__Document excerpt__
######

Ebony veneers on oak with profuse gilt-brass mounts, inverted-bell top surmounted by an equestrian figure on a panelled pedestal now fronted by a reversed-C cypher, flanked by volutes; gadrooned flambeau urn finials, floral swags and a central cartouche with the Medici arms (for Cosimo III de Medici, Grand Duke of Tuscany), surmounted by a coronet. Elaborate cast foliate sound frets to the sides with acanthus dragon handles, Doric ebony columns and bellflower escutcheons, the base with elaborate satyr mask and hooded masks to the front and sides, fitted with a drawer, the case supported on gilt-brass scrolling foot with swags of flowers and central Bacchus mask.
7¾ by 8¾ inch dial signed Thomas Tompion LONDINI Fecit in a palm frond cartouche flanked by silvered subsidiary dials, the left for pendulum regulation, the right engraved S6/N6 N1/S1, double-screwed Minerva mask-and-foliage spandrels, mock pendulum to matted centre, blued-steel hands.
Triple fusee movement with 7¾ by 9¼ inch plates and seven latched baluster pillars, pendulum suspended from brass regulation bar, quarters able to strike on one or six bells, hours on a further bell. Trip quarter repeat via blued-steel interconnecting levers on the backplate which is signed Thomas Tompion LONDINI Fecit within a palm frond cartouche within profuse foliate engraving (G.155), punch-numbered 278 at the base.

######

__Task set__
A – Write out the part of the clock description from "Ebony veneers on" to "central Bacchus mask." word for word.
B – According to the clock description, what number is punched at the base?
C – Extend the clock description, picking up after its last sentence.
The data after this point is separate from the clock description.

[Records from a dataset]
######

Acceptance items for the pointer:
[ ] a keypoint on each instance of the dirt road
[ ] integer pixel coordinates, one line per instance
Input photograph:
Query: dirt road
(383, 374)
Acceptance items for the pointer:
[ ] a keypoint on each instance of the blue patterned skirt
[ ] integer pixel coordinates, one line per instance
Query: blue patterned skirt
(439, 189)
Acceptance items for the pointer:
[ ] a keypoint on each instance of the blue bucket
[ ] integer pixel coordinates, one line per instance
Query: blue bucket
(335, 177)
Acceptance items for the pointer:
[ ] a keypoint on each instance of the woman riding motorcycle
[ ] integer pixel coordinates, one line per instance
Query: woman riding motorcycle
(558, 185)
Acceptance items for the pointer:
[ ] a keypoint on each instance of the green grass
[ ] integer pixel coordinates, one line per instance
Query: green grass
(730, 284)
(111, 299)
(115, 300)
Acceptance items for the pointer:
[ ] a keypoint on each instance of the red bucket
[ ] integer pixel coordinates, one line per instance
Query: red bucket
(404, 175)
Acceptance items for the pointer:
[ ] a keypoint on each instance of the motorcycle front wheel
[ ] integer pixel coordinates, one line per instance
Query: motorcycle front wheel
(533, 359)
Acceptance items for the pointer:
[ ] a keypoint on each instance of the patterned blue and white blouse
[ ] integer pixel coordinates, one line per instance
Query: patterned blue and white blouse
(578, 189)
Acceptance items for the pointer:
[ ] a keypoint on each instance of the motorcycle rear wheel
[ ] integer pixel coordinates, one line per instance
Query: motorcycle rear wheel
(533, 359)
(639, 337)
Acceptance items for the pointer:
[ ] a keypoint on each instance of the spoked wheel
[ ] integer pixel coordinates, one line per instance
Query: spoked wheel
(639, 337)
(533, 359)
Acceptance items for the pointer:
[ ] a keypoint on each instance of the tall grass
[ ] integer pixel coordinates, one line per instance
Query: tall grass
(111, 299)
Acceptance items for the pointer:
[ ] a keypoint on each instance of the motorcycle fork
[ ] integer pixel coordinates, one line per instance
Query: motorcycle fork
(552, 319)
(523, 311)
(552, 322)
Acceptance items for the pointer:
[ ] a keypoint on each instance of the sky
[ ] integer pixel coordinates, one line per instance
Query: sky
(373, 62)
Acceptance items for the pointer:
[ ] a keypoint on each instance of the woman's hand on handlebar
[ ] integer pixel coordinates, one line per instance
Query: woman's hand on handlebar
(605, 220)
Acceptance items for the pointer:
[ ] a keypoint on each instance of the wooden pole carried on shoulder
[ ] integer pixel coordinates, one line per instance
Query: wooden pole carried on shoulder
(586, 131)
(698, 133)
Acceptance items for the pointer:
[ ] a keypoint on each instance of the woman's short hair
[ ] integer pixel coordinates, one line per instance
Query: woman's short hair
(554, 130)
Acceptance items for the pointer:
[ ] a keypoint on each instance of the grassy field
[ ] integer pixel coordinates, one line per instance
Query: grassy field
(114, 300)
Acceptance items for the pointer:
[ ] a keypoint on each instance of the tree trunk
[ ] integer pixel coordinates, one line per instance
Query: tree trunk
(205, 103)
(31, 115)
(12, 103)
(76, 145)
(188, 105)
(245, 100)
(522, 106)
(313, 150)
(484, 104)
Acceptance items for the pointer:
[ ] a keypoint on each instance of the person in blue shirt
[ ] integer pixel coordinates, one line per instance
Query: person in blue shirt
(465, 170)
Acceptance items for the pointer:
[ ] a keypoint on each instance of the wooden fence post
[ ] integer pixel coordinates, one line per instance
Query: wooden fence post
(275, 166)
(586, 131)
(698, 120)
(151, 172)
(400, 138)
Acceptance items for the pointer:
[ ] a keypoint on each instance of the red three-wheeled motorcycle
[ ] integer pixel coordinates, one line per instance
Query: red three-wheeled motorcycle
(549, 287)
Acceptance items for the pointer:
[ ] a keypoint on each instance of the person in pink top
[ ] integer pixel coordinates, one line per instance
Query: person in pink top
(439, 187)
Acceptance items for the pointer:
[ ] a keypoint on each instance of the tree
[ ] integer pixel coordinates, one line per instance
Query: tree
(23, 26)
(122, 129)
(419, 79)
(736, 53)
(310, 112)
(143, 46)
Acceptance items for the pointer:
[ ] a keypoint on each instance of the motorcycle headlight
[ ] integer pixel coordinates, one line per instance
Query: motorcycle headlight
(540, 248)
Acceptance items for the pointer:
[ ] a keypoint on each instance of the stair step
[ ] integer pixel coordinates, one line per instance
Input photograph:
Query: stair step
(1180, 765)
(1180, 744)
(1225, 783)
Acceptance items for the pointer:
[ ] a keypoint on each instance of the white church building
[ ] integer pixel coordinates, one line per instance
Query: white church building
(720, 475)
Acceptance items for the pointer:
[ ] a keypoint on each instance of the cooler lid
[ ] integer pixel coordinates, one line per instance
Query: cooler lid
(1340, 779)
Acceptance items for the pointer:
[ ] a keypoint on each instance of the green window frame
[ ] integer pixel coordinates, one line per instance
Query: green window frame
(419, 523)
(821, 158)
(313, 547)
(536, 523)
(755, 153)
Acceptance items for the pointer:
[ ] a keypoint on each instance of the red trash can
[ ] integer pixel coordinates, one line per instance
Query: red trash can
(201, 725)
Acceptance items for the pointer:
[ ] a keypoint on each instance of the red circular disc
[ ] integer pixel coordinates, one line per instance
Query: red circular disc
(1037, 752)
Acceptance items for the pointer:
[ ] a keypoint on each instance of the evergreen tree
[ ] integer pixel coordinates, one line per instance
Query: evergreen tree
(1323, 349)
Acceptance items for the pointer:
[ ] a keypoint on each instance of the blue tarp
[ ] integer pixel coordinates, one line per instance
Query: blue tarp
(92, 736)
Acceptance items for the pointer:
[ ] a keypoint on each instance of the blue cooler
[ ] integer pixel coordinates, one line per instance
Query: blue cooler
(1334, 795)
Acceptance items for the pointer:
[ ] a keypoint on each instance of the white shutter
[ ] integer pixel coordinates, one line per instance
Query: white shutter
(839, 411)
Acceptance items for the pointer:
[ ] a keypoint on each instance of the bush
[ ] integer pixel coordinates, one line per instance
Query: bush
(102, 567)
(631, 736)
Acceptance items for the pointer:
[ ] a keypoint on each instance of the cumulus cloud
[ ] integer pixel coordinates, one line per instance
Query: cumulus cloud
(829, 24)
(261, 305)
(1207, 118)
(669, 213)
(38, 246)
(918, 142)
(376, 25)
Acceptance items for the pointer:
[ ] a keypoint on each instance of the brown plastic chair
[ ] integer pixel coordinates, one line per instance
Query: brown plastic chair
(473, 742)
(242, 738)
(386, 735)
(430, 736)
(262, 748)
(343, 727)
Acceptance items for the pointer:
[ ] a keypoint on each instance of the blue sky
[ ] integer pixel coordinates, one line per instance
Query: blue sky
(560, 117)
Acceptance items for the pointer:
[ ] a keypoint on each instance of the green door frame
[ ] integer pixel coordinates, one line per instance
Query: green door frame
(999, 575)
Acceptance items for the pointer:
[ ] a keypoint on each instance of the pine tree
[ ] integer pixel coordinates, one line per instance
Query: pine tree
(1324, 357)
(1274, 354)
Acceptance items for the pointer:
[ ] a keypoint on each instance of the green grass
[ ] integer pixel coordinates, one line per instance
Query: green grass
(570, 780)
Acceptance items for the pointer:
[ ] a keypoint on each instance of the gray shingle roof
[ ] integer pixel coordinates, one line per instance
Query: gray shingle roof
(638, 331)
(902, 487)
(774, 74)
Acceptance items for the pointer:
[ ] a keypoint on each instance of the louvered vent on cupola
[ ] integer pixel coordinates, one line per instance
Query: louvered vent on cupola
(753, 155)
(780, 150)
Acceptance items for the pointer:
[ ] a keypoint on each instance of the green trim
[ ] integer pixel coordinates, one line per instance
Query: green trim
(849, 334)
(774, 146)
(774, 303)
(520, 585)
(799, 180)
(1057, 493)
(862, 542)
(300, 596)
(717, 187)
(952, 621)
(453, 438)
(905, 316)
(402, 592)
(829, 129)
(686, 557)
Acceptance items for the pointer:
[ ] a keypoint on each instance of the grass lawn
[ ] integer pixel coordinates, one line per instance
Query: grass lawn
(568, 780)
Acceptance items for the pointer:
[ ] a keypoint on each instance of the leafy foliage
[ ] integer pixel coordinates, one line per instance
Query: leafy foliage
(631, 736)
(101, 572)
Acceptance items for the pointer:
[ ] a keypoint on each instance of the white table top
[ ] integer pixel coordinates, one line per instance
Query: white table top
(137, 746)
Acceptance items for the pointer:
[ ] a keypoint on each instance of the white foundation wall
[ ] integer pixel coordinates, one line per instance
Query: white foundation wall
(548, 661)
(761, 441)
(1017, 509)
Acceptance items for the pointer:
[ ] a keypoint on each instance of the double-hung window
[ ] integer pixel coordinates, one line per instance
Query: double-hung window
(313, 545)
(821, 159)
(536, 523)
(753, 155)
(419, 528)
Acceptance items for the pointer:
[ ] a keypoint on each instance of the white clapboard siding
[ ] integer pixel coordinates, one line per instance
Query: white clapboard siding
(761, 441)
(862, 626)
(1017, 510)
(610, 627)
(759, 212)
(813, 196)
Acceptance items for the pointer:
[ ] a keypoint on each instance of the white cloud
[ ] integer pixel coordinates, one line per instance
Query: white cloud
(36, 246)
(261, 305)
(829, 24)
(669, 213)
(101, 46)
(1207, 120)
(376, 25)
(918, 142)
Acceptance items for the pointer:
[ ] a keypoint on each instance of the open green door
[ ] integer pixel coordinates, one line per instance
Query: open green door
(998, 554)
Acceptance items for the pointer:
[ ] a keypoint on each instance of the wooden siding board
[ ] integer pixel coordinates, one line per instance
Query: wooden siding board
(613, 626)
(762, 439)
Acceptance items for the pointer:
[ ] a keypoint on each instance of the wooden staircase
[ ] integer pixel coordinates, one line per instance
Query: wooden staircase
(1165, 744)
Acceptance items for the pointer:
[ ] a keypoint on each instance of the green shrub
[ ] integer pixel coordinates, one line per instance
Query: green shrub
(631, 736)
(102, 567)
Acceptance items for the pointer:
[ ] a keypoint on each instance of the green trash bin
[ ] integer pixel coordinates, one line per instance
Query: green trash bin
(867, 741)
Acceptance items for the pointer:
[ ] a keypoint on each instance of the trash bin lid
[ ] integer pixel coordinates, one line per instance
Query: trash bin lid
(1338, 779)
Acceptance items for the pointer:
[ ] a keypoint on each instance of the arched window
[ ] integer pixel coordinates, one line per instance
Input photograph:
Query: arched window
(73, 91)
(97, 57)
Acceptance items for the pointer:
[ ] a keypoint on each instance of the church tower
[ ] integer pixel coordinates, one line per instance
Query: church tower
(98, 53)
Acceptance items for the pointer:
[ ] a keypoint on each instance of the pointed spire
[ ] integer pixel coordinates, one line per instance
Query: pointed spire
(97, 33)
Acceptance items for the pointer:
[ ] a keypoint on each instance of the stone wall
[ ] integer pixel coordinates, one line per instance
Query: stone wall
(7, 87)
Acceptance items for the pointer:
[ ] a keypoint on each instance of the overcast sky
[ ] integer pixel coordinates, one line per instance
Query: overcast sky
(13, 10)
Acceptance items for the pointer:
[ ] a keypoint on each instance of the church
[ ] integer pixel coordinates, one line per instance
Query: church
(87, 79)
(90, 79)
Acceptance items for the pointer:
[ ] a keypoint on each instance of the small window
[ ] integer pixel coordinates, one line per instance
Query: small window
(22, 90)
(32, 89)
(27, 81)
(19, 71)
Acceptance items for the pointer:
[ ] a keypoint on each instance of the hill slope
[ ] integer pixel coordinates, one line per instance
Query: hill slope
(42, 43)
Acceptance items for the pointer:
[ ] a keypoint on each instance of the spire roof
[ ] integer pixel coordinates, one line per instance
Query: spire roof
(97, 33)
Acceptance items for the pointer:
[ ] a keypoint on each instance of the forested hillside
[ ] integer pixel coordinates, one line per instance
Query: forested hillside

######

__Per-task outputs__
A –
Ebony veneers on oak with profuse gilt-brass mounts, inverted-bell top surmounted by an equestrian figure on a panelled pedestal now fronted by a reversed-C cypher, flanked by volutes; gadrooned flambeau urn finials, floral swags and a central cartouche with the Medici arms (for Cosimo III de Medici, Grand Duke of Tuscany), surmounted by a coronet. Elaborate cast foliate sound frets to the sides with acanthus dragon handles, Doric ebony columns and bellflower escutcheons, the base with elaborate satyr mask and hooded masks to the front and sides, fitted with a drawer, the case supported on gilt-brass scrolling foot with swags of flowers and central Bacchus mask.

B – 278

C –
Presented c.1700 with an unspecified number of other clocks and watches by William III of England and Holland to his cousin Cosimo III de’ Medici, Grand Duke of Tuscany.
Rediscovered 1985 and sold Christie’s, London, 26 Nov, 1985 lot 131
Private collection, Germany.
R Garnier, ‘Striking Royal Connections’, Country Life, 6 Dec 1990. p.128.
Evans, Carter & Wright, Thomas Tompion 300 Years, p.392-395.
Garnier & Carter, The Golden Age of English Horology, 2015, p.80-85.
The Medici Tompion, No. 278 circa 1696
A highly important ebony and gilt-brass three-train full grande sonnerie striking table clock with trip repeat
The bill for this clock was outstanding on the king’s death in 1702 and Tompion was obliged to petition William’s successor, Queen Anne, on 19 May 1703 praying payment of £564: 15s: due to him for Clocks & Watches &c presented by his late Ma.ty to the Duke of Florence, to which the queen’s minuted response was Her Ma.ty has no occasion for his clocks & Watches [London, Kew, National Archives, ten, T29/14, p.92].